Recorded data:
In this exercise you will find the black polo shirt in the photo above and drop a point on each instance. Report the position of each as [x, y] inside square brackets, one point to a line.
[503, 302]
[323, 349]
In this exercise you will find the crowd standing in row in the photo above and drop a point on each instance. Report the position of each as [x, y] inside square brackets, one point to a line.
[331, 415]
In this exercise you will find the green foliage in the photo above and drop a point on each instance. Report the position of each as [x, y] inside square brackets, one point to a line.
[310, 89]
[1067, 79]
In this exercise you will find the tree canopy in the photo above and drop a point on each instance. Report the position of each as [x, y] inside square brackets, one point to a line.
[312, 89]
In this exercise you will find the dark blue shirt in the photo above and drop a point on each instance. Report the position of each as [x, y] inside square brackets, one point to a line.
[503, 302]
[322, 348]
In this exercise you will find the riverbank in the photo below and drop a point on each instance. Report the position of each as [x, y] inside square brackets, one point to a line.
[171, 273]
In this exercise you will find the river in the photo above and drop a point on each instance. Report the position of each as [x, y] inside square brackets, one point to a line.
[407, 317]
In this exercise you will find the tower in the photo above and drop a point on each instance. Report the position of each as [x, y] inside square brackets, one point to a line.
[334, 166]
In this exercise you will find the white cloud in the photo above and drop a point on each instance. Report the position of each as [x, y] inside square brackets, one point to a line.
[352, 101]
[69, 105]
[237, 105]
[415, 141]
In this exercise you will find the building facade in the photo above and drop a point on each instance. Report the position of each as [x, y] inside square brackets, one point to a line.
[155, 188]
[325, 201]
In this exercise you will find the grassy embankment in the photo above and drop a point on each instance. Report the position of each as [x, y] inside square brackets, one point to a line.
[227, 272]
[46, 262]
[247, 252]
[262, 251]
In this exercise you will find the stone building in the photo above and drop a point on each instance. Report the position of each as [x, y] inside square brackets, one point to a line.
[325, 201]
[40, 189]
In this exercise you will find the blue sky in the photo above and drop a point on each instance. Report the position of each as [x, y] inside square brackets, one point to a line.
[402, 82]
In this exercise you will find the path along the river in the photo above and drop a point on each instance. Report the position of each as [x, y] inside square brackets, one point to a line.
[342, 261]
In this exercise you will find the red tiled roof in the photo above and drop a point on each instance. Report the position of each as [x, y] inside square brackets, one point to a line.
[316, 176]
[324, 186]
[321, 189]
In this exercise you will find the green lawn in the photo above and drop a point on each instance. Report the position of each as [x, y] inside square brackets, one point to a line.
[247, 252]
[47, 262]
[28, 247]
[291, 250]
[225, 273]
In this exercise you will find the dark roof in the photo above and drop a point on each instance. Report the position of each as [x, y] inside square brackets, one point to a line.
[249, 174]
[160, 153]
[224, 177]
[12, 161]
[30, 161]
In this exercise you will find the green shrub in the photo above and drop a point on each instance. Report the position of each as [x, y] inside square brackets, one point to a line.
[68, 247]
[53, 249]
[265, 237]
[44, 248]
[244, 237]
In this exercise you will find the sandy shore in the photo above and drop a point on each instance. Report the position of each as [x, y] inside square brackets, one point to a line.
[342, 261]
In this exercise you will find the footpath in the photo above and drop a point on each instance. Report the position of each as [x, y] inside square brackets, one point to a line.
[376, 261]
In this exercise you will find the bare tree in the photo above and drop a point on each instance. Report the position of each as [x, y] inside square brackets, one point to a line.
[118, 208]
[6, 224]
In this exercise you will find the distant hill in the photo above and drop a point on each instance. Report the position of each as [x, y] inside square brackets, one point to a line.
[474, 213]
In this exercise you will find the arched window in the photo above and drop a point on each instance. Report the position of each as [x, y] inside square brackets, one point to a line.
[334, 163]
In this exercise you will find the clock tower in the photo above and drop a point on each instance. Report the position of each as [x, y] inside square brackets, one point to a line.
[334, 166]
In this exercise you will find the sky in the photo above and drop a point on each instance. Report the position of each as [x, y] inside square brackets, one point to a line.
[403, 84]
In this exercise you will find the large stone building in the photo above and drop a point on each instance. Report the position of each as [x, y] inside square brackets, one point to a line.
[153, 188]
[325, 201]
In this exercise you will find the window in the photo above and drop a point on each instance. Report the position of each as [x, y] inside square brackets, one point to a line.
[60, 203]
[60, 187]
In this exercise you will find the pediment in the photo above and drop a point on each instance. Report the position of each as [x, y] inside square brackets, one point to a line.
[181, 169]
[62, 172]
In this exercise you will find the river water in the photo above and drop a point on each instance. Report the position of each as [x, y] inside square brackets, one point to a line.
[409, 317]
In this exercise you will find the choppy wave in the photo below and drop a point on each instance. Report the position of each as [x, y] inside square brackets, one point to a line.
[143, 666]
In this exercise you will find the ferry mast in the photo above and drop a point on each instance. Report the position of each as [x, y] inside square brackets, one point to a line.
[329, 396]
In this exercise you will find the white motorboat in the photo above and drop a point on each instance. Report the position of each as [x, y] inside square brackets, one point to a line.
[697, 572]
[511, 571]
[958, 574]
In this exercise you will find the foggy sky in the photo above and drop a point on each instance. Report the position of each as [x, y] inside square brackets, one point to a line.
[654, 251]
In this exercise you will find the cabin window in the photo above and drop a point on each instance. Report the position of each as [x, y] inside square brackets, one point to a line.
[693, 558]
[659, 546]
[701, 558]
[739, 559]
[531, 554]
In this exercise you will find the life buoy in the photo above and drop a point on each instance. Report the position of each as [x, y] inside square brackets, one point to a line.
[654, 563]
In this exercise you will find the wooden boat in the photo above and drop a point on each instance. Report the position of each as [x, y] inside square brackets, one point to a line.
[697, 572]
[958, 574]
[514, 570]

Written instruction: Retype every record above exactly as written.

Reply:
In this exercise you will find the black polo shirt in the photo above and drop a point on each instance. Report the position of each as [x, y] inside square brackets, one point to a line.
[503, 302]
[323, 349]
In this exercise you will find the crowd standing in row in the photo above and drop a point on each instance. Report the position of each as [x, y] inside square brackets, one point to a line.
[331, 415]
In this exercise you will find the green foliage in the photo above and drop a point on each instance. Report the position of each as [x, y] inside square brackets, one point to a line.
[310, 89]
[1067, 79]
In this exercise you will find the tree canopy in the photo above and drop a point on each instance. Report the position of each as [x, y] inside square brackets, one point to a line.
[312, 89]
In this exercise you will find the dark blue shirt in the photo above and drop a point on each instance. Report the position of each as [x, y] inside square brackets, one point to a line.
[503, 302]
[322, 348]
In this exercise you will find the riverbank in the photo below and drop a point on each instance. Report the position of each as [x, y] inside square brackets, one point to a line.
[171, 273]
In this exercise you will find the river in the photo above and drop a point on each instance. Report the position of each as [x, y] inside square brackets, one point to a line.
[407, 317]
In this exercise you will find the tower in the photo above and drop a point on each instance. Report the position of each as [x, y] inside square brackets, one point to a line.
[334, 166]
In this exercise you will find the white cloud in the photo above and drop a point on each instance. Report the position of each as [x, y] inside square brackets, one point to a line.
[352, 101]
[69, 105]
[237, 105]
[415, 141]
In this exercise you will find the building facade in the photo above and drop a point on each instance. Report the position of each as [x, y] inside square brackets, one point to a line.
[155, 188]
[325, 201]
In this exercise you will find the grassy embankment in the photo above and drop a point on each instance. Report the position of each as [x, y] inside square brackets, one point to a line.
[227, 272]
[46, 262]
[247, 252]
[262, 251]
In this exercise you will find the stone building in the photo above and drop a point on each instance. Report the position of each as [x, y] inside square brackets, one point to a line.
[325, 201]
[40, 189]
In this exercise you will find the blue sky in the photo above and drop a point on each instance. Report the position of each as [x, y] inside square brackets, one point to a line.
[402, 82]
In this exercise you will find the path along the river in the photo above and drop a point on each instance. Report the position of each as [x, y] inside square brackets, one point to a line.
[342, 261]
In this exercise you will find the red tiled roof in the photo above and drop a point on each instance. Report the position of each as [x, y] inside square brackets, one point to a line.
[316, 176]
[324, 186]
[321, 189]
In this exercise you will find the green lawn in the photo above and drop a point on each instance. Report the position of each as [x, y] inside square brackets, one point to a line.
[247, 252]
[47, 262]
[28, 247]
[291, 250]
[225, 273]
In this exercise you will find the dark roof in the photo above and drop a point on each instance. Report the position of each as [x, y] inside square brackets, one point to a line.
[249, 174]
[160, 153]
[224, 177]
[12, 161]
[30, 161]
In this exercise you will find the green shrub in the photo above and drop a point on each instance. Report the position of each as [x, y] inside square brackets, one point to a line.
[68, 247]
[53, 249]
[265, 237]
[44, 248]
[244, 237]
In this exercise you will find the sandy shore in the photo above and drop a point on each instance. Report the position of each as [x, y] inside square brackets, one point to a line.
[342, 261]
In this exercise you will find the footpath in the photo above and drop a point on each instance. Report the position of each as [x, y] inside square brackets, one point to a line.
[376, 261]
In this exercise you will find the bare tree in the photo above and drop a point on each instance. Report the position of each as [x, y] inside square brackets, one point to a line.
[118, 208]
[6, 224]
In this exercise you will find the distant hill in the photo above and drop a point on each instance. Report the position of each as [x, y] inside square brackets, one point to a line.
[474, 213]
In this exercise you will find the arched window in the photo above and drop a point on each instance. Report the position of each as [x, y] inside square brackets, one point to a line.
[334, 163]
In this exercise you will find the clock tower in the photo above and drop a point on each instance. Report the position of each as [x, y] inside square brackets, one point to a line.
[334, 166]
In this exercise you will find the sky in the photo above and drop a point on each instance. Report the position of each as [x, y] inside square brackets, one point to a line.
[403, 84]
In this exercise you will find the large stone building in the photo above and drop a point on each instance. Report the position of each as [x, y] inside square brackets, one point to a line.
[153, 188]
[325, 201]
In this exercise you will find the window in the photo above and drop a point on each instance. Report the position of each as [x, y] inside square brackets, one point to a line.
[60, 203]
[60, 187]
In this exercise you will find the pediment in the photo above and drop a point on each instance. Report the position of each as [x, y] inside square brackets, one point to a line.
[181, 169]
[62, 172]
In this exercise you will find the river water in the photo above and drop a point on each instance. Report the position of each as [x, y] inside square brackets, one point to a line.
[409, 317]
In this exercise you will find the choppy wave in the photo below and drop a point on each instance. Report the position of each as [x, y] inside square brackets, one point to a line.
[143, 666]
In this exercise you will find the ferry mast in the photo above and drop a point on each instance. Report the position of each as [x, y] inside square brackets, one point to a line.
[329, 396]
In this exercise you will find the white motorboat in the photo above and drop a point on each instance. Report the position of each as [x, y] inside square brackets, one point to a line.
[697, 572]
[511, 571]
[958, 574]
In this exercise you will find the foggy sky in the photo above and drop a point on each instance. Report the position of each as [x, y] inside square brackets, one point to a line.
[654, 251]
In this exercise you will find the cabin window in the photo above and drop a point on each instance. Report the position of each as [x, y] inside square brackets, one point to a line.
[693, 558]
[659, 546]
[701, 558]
[739, 559]
[531, 554]
In this exercise you will find the life buoy in the photo above and drop a point on each instance. Report the position of each as [x, y] inside square brackets, one point to a line.
[654, 563]
In this exercise you will find the wooden boat in the photo above and drop a point on each instance. Report the position of each as [x, y] inside square brackets, one point to a line.
[697, 572]
[958, 574]
[514, 570]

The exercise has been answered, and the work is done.